Augusta is one of my writer friends living here in the Tampa Bay Area. I was delighted to attend her book launch party at Inkwood Books earlier this month, and to hear her interviewed on NPR.

Recently, I had the chance to chat with Augusta about her debut novel, GLORY BE, which was edited by Andrea Pinkney and published by Scholastic.

GLORY BE takes place in 1964 during Freedom Summer. What was your initial inspiration for this story?

I actually started writing the book in 2001, after hearing Ruby Bridges speak at Kent Place School in Summit, NJ, where I worked for ten years. Soon after that, I joined a critique group and mostly wrote book reviews and personal essays. Actually GLORY BE started life as “Junk Poker,” an essay/ short story about a game my sister and I played as children. That remained the working title of the novel for quite a while, through several premature submissions. Till I realized neither junk nor poker was a particularly appropriate title for a middle-grade novel.

But I need to go back a bit to tell you that this story really started in 1964 when I worked for my state’s Library Commission as a summer college intern. Sunflower County, Mississippi (And no, I didn’t make up that county’s name) was in the heart of the Mississippi Delta. It was Freedom Summer, 1964. A lot was going on, to say the very least on that subject. History unfolded while I shelved books and ran story hours.

As a library intern, I worked with an amazing director. She stood up to a very vocal library trustee who wanted us to close down the library, or at least remove all the chairs, rather than allow it to be integrated. By the end of that summer, Story Hour had turned into a remedial reading class attended by children who’d never been inside a library. That same summer, I briefly met a young, white civil rights worker from Ohio. In town to register voters and teach in the new Freedom School, she spent her off hours hanging out in the library. It’s not a reach to say I learned a lot that college summer.

And now, both my library director and that civil rights worker have ended up in my book.

I read a Willa Cather quote on your blog that said: “Let your fiction grow from the land beneath your feet.” Tell us how growing up in the Mississippi Delta influences your writing.

I see setting as almost another character in my writing. GLORY BE takes place during two short weeks in July. I always loved summers growing up. As I wrote this novel, I pictured mimosa blossoms from the tree outside my childhood home, and I heard crickets — that almost deafening sound that happened every early evening. When Glory and her friends gather to play kick-the-can or baseball, the pecan tree that shaded my backyard is home base.

To-do list:
[a] Extract the passage from the interview starting at "Recently, I had" and ending at "for this story?".
[b] According to the interview, what was the working title of GLORY BE for quite a while?

Supplied information:

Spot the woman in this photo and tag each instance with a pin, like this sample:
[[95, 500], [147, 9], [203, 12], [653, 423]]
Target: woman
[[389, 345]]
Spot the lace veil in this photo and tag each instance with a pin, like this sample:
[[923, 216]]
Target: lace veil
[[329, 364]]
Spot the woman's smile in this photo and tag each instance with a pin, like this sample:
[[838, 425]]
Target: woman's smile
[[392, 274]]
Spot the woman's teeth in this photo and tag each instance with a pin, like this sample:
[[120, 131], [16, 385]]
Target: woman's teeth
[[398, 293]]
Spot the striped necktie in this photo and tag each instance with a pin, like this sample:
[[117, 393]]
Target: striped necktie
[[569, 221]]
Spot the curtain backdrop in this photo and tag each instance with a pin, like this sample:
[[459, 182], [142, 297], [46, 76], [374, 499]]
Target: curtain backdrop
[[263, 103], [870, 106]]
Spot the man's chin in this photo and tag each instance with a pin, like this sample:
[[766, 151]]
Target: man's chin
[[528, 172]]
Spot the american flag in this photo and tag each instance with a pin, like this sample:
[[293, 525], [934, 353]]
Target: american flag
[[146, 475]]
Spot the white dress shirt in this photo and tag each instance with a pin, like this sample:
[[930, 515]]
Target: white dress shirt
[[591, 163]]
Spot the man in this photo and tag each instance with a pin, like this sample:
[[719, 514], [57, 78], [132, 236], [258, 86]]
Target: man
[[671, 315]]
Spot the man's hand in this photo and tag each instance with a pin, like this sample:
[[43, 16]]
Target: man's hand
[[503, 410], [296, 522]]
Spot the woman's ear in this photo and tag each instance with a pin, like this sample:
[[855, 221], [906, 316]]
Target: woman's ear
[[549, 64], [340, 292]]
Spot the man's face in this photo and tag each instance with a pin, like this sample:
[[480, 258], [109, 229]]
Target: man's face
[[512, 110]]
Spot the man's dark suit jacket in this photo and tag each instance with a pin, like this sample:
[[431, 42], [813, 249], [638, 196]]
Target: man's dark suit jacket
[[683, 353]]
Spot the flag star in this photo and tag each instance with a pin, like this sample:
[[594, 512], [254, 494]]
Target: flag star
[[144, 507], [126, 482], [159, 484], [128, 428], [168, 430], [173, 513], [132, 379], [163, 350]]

Answers provided:
[a]
Recently, I had the chance to chat with Augusta about her debut novel, GLORY BE, which was edited by Andrea Pinkney and published by Scholastic.

GLORY BE takes place in 1964 during Freedom Summer. What was your initial inspiration for this story?

[b] "Junk Poker"